▶ [EXERCISE INSTRUCTIONS]: Output an exact reproduction of the data.

DATASET RECORDS Start Marker

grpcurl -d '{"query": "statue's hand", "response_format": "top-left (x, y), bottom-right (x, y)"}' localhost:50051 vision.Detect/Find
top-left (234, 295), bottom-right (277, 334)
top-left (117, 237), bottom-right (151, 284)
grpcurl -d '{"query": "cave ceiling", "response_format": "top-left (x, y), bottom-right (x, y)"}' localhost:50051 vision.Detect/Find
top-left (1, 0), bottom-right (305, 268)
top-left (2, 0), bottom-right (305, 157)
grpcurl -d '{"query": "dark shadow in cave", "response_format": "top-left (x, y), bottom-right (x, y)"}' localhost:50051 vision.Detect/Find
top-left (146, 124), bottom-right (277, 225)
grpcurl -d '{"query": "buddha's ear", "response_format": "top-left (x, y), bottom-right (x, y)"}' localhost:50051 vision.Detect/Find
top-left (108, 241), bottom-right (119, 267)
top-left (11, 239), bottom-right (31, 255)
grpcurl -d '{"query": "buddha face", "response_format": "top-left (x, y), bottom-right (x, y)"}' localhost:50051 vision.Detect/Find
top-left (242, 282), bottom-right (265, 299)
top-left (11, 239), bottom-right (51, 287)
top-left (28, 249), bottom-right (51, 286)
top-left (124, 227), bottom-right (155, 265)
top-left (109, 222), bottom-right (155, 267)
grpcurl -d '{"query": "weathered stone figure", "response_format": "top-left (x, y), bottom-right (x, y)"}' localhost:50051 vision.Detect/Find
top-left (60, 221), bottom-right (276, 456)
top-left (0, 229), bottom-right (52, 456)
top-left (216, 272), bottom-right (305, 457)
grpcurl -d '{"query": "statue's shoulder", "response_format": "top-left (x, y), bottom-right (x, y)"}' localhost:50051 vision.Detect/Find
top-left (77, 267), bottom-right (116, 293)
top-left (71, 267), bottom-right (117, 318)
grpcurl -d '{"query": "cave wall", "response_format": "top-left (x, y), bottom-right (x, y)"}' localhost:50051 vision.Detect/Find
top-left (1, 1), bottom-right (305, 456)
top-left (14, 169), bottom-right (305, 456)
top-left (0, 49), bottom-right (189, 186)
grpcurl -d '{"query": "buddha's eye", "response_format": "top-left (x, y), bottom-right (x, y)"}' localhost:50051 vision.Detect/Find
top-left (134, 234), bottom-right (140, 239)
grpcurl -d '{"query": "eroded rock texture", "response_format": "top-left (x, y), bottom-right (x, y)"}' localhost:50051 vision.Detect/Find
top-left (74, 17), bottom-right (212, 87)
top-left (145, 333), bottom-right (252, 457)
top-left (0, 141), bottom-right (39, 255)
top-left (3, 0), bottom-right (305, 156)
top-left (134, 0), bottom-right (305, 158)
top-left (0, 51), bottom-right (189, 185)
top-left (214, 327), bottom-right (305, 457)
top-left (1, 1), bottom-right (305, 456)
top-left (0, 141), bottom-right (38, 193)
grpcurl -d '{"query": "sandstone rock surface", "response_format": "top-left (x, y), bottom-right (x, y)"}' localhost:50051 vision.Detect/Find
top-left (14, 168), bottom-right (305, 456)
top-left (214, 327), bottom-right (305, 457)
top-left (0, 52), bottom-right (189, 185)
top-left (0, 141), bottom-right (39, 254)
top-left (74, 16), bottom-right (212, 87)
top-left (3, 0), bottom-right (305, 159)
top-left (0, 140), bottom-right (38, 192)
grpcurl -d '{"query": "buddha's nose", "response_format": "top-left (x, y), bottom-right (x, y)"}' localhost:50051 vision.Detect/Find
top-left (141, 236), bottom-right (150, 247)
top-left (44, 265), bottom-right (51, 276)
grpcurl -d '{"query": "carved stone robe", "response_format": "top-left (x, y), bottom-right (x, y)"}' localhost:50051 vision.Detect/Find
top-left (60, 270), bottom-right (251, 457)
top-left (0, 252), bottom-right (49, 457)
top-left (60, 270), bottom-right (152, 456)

DATASET RECORDS End Marker

▶ [REPLY]:
grpcurl -d '{"query": "statue's hand", "response_format": "top-left (x, y), bottom-right (x, y)"}' localhost:50051 vision.Detect/Find
top-left (234, 295), bottom-right (277, 334)
top-left (117, 237), bottom-right (151, 284)
grpcurl -d '{"query": "cave ceiling", "response_format": "top-left (x, y), bottom-right (x, y)"}' localhost:50051 vision.Detect/Find
top-left (1, 0), bottom-right (305, 268)
top-left (2, 0), bottom-right (305, 157)
grpcurl -d '{"query": "dark shadow in cave", "response_format": "top-left (x, y), bottom-right (x, y)"}' localhost:50051 vision.Detect/Find
top-left (146, 124), bottom-right (277, 225)
grpcurl -d '{"query": "buddha's ear", "response_format": "top-left (x, y), bottom-right (x, y)"}' localhost:50051 vision.Detect/Find
top-left (108, 241), bottom-right (119, 267)
top-left (11, 239), bottom-right (31, 255)
grpcurl -d '{"query": "buddha face", "response_format": "top-left (x, y), bottom-right (x, y)"}' localhost:50051 vision.Detect/Find
top-left (242, 282), bottom-right (265, 299)
top-left (11, 239), bottom-right (51, 287)
top-left (28, 249), bottom-right (51, 286)
top-left (124, 227), bottom-right (155, 265)
top-left (109, 222), bottom-right (155, 267)
grpcurl -d '{"query": "weathered stone figure", "response_format": "top-left (x, y), bottom-right (x, y)"}' localhost:50051 vision.Detect/Find
top-left (60, 221), bottom-right (276, 456)
top-left (0, 229), bottom-right (52, 456)
top-left (216, 272), bottom-right (305, 457)
grpcurl -d '{"query": "statue's shoulder", "response_format": "top-left (x, y), bottom-right (x, y)"}' localhost:50051 vision.Detect/Find
top-left (77, 267), bottom-right (116, 293)
top-left (71, 267), bottom-right (117, 318)
grpcurl -d '{"query": "cave wall", "response_format": "top-left (x, y), bottom-right (x, y)"}' localhost:50051 vision.Detect/Find
top-left (1, 1), bottom-right (305, 456)
top-left (14, 169), bottom-right (305, 456)
top-left (0, 49), bottom-right (189, 186)
grpcurl -d '{"query": "buddha's eye", "response_format": "top-left (x, y), bottom-right (x, y)"}' localhost:50051 vision.Detect/Find
top-left (134, 234), bottom-right (140, 239)
grpcurl -d '{"query": "eroded rock texture", "response_format": "top-left (x, y), bottom-right (x, y)"}' localhost:50051 vision.Detect/Find
top-left (74, 17), bottom-right (212, 87)
top-left (145, 333), bottom-right (252, 457)
top-left (0, 141), bottom-right (39, 255)
top-left (3, 0), bottom-right (305, 156)
top-left (134, 0), bottom-right (305, 158)
top-left (0, 51), bottom-right (189, 185)
top-left (214, 327), bottom-right (305, 457)
top-left (1, 1), bottom-right (305, 456)
top-left (0, 141), bottom-right (38, 193)
grpcurl -d '{"query": "sandstone rock surface", "response_format": "top-left (x, y), bottom-right (x, y)"}' localhost:50051 vision.Detect/Find
top-left (14, 168), bottom-right (305, 456)
top-left (214, 327), bottom-right (305, 457)
top-left (0, 52), bottom-right (189, 185)
top-left (0, 141), bottom-right (39, 254)
top-left (74, 16), bottom-right (212, 87)
top-left (3, 0), bottom-right (305, 159)
top-left (0, 140), bottom-right (38, 192)
grpcurl -d '{"query": "buddha's nose", "response_format": "top-left (x, y), bottom-right (x, y)"}' localhost:50051 vision.Detect/Find
top-left (141, 236), bottom-right (150, 247)
top-left (44, 265), bottom-right (51, 276)
grpcurl -d '{"query": "carved stone robe", "response_format": "top-left (x, y), bottom-right (x, y)"}' localhost:50051 vision.Detect/Find
top-left (60, 270), bottom-right (251, 457)
top-left (0, 252), bottom-right (49, 457)
top-left (60, 270), bottom-right (152, 456)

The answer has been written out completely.